Detection examples
--- begin ---
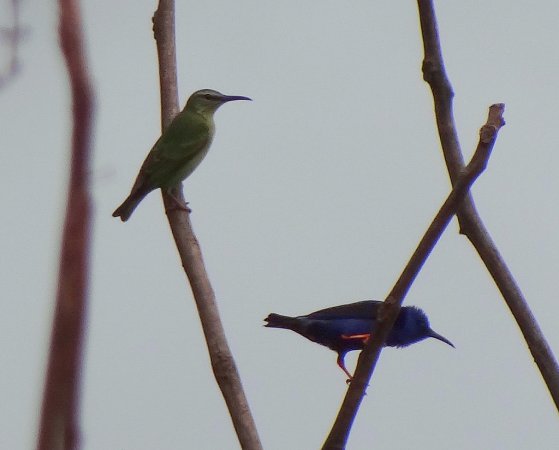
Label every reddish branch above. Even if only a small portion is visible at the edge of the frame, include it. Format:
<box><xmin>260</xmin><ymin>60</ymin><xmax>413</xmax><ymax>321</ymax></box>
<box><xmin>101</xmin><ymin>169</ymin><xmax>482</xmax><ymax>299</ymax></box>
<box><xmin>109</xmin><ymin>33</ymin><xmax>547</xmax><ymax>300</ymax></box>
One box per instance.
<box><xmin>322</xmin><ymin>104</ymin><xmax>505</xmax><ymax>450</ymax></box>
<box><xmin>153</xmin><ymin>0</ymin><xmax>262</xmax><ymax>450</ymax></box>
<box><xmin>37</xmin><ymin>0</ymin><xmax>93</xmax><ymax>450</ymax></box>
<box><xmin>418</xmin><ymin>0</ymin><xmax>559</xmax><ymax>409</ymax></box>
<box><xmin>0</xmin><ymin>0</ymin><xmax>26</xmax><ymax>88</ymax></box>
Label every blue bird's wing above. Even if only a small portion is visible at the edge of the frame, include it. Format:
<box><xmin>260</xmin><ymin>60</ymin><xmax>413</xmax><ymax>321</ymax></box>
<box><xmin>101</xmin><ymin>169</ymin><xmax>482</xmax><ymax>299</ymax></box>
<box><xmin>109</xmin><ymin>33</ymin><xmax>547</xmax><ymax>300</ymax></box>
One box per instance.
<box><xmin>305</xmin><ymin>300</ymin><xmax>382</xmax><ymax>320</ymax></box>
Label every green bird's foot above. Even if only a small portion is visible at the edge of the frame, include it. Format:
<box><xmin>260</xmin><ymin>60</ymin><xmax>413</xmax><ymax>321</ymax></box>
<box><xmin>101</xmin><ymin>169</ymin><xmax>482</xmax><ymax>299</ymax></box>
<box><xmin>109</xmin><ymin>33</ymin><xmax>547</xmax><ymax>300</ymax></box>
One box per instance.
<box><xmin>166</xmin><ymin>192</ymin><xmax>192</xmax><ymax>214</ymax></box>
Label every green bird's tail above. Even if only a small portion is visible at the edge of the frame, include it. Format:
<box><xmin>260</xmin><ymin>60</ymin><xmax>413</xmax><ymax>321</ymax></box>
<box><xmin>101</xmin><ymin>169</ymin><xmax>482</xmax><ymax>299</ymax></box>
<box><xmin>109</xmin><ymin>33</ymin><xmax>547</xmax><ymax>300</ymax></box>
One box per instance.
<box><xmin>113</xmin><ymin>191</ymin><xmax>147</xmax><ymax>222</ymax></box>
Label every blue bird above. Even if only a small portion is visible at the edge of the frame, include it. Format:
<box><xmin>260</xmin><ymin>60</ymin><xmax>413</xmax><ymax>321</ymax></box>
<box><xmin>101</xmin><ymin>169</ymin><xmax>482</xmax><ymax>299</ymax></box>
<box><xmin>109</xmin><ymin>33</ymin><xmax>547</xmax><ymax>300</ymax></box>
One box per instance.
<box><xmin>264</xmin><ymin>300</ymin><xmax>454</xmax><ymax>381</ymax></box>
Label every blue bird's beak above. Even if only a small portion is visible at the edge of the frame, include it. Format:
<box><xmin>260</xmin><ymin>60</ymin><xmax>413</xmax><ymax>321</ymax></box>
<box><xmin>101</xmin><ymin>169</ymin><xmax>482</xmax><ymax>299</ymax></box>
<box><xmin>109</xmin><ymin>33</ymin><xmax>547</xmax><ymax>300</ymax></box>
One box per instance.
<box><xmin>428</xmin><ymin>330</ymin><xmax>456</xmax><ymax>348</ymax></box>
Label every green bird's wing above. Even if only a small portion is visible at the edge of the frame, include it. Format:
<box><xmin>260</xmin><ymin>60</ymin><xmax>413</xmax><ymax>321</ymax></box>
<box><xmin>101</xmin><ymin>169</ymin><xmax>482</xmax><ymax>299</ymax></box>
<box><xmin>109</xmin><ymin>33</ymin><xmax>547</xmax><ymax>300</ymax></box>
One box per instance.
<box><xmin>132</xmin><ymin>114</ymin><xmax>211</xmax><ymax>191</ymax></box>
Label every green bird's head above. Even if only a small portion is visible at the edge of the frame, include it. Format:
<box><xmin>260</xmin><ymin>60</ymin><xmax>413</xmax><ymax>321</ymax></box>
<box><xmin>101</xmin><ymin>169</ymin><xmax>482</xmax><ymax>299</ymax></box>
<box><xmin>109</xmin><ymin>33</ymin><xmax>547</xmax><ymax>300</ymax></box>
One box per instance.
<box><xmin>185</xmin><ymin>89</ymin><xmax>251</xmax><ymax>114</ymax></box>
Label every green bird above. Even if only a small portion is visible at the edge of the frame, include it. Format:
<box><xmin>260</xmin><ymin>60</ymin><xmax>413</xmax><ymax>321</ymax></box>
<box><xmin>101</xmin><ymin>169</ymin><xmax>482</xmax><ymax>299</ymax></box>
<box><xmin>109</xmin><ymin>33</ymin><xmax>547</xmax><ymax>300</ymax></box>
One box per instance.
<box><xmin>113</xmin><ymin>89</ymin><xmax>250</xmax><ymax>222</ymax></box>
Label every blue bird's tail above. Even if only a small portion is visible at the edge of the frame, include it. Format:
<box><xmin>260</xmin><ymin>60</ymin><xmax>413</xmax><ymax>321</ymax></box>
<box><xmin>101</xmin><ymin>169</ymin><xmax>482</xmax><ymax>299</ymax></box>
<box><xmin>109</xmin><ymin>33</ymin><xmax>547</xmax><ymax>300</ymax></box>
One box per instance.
--- end ---
What you should do: Please extract each line of the listing above that contains the word "wing". Treat the match as case-sensitive.

Answer to the task:
Label every blue bird's wing above. Even if only a small portion is visible at the edge of the frame, include it. Format:
Label every green bird's wing above. Even if only a small portion is visible at the edge of the frame, include it. Format:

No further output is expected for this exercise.